Dataset records about object locations:
....................

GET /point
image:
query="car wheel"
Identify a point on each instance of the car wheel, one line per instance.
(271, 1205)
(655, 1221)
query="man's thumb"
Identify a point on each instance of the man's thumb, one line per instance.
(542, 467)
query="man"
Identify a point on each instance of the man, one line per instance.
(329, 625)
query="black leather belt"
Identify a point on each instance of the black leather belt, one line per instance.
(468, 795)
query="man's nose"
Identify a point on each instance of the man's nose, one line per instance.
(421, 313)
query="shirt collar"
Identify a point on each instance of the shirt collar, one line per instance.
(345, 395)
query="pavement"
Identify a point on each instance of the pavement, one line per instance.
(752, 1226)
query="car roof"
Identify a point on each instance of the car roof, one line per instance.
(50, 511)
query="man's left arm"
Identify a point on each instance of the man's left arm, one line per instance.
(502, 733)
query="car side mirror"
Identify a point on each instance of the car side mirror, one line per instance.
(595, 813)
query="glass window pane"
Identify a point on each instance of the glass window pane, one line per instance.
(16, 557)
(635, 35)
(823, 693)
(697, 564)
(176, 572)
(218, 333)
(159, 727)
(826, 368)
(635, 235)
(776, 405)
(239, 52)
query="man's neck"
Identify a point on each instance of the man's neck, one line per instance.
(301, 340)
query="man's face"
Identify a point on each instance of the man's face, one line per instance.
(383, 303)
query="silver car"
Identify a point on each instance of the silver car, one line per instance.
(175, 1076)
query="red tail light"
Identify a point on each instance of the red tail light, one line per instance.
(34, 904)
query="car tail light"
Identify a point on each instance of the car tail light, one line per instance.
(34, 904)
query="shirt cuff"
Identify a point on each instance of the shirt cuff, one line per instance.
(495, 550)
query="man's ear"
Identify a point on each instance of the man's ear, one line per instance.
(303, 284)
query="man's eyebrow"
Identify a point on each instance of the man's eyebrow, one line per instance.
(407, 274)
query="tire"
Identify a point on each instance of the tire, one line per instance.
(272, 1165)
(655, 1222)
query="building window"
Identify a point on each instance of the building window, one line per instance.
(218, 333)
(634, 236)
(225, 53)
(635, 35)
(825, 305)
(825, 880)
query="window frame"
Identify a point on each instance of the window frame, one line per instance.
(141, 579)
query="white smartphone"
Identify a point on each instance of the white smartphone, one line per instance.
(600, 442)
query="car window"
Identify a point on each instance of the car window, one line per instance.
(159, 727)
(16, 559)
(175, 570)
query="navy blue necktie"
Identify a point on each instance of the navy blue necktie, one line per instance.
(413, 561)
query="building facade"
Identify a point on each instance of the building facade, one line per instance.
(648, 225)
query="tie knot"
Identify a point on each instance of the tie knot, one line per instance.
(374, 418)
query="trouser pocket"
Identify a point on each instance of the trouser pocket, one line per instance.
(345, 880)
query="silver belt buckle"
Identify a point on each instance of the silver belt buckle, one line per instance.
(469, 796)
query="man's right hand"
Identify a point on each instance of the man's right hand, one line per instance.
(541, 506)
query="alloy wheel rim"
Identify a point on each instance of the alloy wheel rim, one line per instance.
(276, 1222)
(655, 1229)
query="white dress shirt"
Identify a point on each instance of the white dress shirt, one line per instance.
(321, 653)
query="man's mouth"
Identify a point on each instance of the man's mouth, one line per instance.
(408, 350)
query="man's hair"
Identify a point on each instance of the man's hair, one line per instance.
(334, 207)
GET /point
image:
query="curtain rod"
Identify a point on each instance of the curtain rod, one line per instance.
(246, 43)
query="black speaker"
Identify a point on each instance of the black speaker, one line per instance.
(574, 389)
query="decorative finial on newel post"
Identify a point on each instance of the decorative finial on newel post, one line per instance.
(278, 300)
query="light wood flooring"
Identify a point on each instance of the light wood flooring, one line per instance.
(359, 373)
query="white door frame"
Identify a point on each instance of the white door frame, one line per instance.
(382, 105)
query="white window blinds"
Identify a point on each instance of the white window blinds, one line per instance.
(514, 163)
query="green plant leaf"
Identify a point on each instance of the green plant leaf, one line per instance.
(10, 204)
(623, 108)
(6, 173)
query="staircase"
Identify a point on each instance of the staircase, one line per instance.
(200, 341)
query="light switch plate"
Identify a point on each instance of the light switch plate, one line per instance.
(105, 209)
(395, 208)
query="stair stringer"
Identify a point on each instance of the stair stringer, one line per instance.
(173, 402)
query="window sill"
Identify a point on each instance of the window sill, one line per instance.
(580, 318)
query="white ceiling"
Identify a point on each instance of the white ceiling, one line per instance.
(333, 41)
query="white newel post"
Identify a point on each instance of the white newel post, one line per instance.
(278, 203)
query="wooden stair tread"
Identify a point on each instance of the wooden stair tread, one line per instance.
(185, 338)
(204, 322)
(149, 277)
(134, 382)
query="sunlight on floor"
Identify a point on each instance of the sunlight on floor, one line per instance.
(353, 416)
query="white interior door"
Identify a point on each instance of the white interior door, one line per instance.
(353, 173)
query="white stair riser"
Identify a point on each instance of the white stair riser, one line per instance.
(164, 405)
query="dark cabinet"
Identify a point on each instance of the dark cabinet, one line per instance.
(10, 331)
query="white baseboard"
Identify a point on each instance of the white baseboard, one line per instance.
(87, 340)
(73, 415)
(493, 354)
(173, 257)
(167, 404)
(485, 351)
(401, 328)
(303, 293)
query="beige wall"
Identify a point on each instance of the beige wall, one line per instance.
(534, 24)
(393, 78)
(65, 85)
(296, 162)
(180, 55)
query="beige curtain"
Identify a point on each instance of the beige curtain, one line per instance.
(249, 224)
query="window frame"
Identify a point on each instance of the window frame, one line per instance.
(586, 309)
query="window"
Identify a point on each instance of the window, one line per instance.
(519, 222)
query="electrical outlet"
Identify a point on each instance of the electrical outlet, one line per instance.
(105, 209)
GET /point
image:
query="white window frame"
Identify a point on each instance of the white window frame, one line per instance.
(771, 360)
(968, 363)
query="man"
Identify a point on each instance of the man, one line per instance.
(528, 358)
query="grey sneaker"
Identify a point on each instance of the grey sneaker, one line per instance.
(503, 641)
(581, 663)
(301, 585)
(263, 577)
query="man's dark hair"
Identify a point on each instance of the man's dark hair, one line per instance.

....................

Exercise brief: Copy all of the material above word for word, keeping every line.

Result:
GET /point
image:
query="car wheel"
Identify a point on each instance of the car wheel, one line per instance.
(271, 1205)
(655, 1221)
query="man's thumb"
Identify a point on each instance of the man's thumb, one line per instance.
(542, 467)
query="man"
Identify a point on each instance of the man, one line per instance.
(329, 625)
query="black leather belt"
Identify a point on each instance of the black leather belt, one line per instance.
(468, 795)
query="man's nose"
Identify a point on each instance of the man's nose, one line per instance.
(421, 313)
query="shirt collar"
Identify a point on each instance of the shirt collar, one line per instance.
(345, 395)
query="pavement"
Identify a point on each instance of the pavement, one line per instance.
(752, 1226)
query="car roof"
Identify a point on each instance of the car roof, one line per instance.
(50, 511)
query="man's left arm"
Identify a point on each instance of the man's left arm, one line per instance.
(502, 733)
query="car side mirror"
Identify a point on each instance of the car side mirror, one line per instance.
(595, 813)
query="glass window pane"
Identify a point on each instance of the glass window pane, one line per instance.
(16, 557)
(635, 35)
(823, 693)
(697, 564)
(176, 572)
(218, 333)
(159, 727)
(826, 368)
(635, 235)
(776, 405)
(239, 52)
query="man's neck"
Identify a point on each instance of the man's neck, one line per instance.
(301, 340)
query="man's face"
Identify a point on each instance of the man's face, one line per instance.
(383, 303)
query="silver car"
Identify a point on each instance of the silver car, one line per instance.
(175, 1076)
query="red tail light"
Identify a point on each instance of the red tail light, one line per instance.
(34, 904)
query="car tail light"
Identify a point on each instance of the car tail light, one line per instance.
(34, 904)
query="shirt cuff"
Identify a point on each instance of the shirt cuff, one line per instance.
(495, 550)
query="man's ear"
Identify a point on each instance of the man's ear, one line per instance.
(303, 284)
query="man's eyebrow"
Identify a point on each instance of the man's eyebrow, one line per instance.
(407, 274)
query="tire"
Identify a point on each instance of the tire, one line per instance.
(272, 1165)
(655, 1222)
query="building window"
Identify a point on each instance of the building window, one line per instance.
(218, 333)
(634, 236)
(225, 53)
(635, 35)
(825, 305)
(825, 880)
query="window frame"
Identify a point on each instance of the window frame, one line per instance.
(141, 579)
query="white smartphone"
Identify a point on each instance of the white smartphone, one line per instance.
(600, 442)
query="car window"
Identify a point on each instance of the car window, one line per instance.
(159, 727)
(16, 559)
(175, 570)
query="navy blue necktie"
Identify a point on each instance of the navy blue necktie, one line per instance.
(413, 561)
query="building facade"
Identify a point on each instance of the building facade, one line per instance.
(648, 225)
query="tie knot"
Identify a point on each instance of the tie knot, one line per instance.
(374, 418)
query="trouser pocket"
Identify a point on each instance of the trouser pocket, one line per instance.
(345, 880)
query="silver belt buckle"
Identify a point on each instance of the silver belt buckle, one line per instance.
(469, 796)
query="man's right hand"
Identify a point on each instance of the man's right hand, one line per instance.
(541, 506)
query="alloy wheel rim"
Identify a point on each instance of the alloy wheel rim, one line per instance.
(276, 1222)
(655, 1229)
query="white dress shirt"
Identify a point on each instance of the white dress shirt, one line per instance.
(321, 653)
query="man's mouth"
Identify a point on each instance of the man's mouth, one line per instance.
(408, 350)
query="man's hair"
Identify a point on each instance of the man's hair, one line per instance.
(334, 207)
GET /point
image:
query="curtain rod"
Identify a point on each instance of the curtain rod, one line per instance.
(246, 43)
query="black speaker"
Identify a point on each instance of the black speaker, one line per instance.
(574, 389)
query="decorative finial on newel post"
Identify a point on each instance of the decorative finial on newel post, one line per instance.
(278, 300)
query="light wood flooring"
Identify a point on each instance of the light wood flooring, one line per instance.
(359, 373)
query="white door frame"
Identify a point on each instance of the white door frame, one line per instance.
(382, 105)
query="white window blinds"
Identify a point on each instance of the white window blinds, one line per instance.
(514, 163)
query="green plant leaf"
Identify a point on each instance of the green plant leaf, one line per instance.
(10, 204)
(623, 108)
(6, 173)
query="staircase"
Identify a point on each instance of the staircase, one line per instance.
(200, 341)
query="light switch plate"
Identify a point on each instance of the light switch plate, one line per instance.
(105, 209)
(395, 208)
query="stair stringer"
Identify a point on each instance of the stair stringer, one line per instance.
(173, 402)
query="window sill"
Identify a point on each instance of the window sill, one line per instance.
(580, 318)
query="white ceiling"
Identify a point on each instance of the white ceiling, one line per instance.
(333, 41)
query="white newel post"
Identify a point on each instance of the white newel post, one line per instance.
(278, 203)
query="wooden stair tread"
Identify a point on each instance of the wooden stair tread, one line per instance.
(185, 338)
(204, 322)
(149, 277)
(134, 382)
query="sunlight on floor"
Identify a point on each instance of the sunlight on floor, one line per instance.
(353, 416)
query="white interior door"
Identify a point on each instance of the white interior door, one line per instance.
(353, 173)
query="white stair riser"
Identify a point on each instance of the white stair riser, one line per instance.
(164, 405)
query="dark cabinet"
Identify a point on each instance of the dark cabinet, one line per instance.
(10, 331)
query="white baseboard"
Identify a point on each instance of the white baseboard, one line per instance.
(87, 340)
(73, 415)
(493, 354)
(173, 257)
(167, 404)
(485, 351)
(401, 328)
(303, 293)
query="beige wall"
Identify a point on each instance of the beige wall, one line per instance.
(534, 24)
(393, 78)
(65, 85)
(296, 162)
(180, 55)
query="beige curtain"
Identify a point on each instance of the beige curtain, one line per instance.
(249, 224)
query="window frame"
Identify a point on each instance of the window frame, one line per instance.
(586, 309)
query="window"
Identify a point on each instance of the window, one line per instance.
(519, 222)
query="electrical outlet"
Identify a point on each instance of the electrical outlet, one line per instance.
(105, 209)
GET /point
image:
query="white window frame"
Identify a point on each instance of the white window frame, one line per instance.
(771, 360)
(968, 363)
query="man"
Identify a point on each instance of the man, one line per instance.
(528, 358)
query="grey sneaker"
Identify a point on each instance of the grey sneaker, one line per instance.
(503, 641)
(581, 663)
(301, 585)
(263, 577)
query="man's dark hair"
Identify a point on each instance of the man's dark hair, one line per instance.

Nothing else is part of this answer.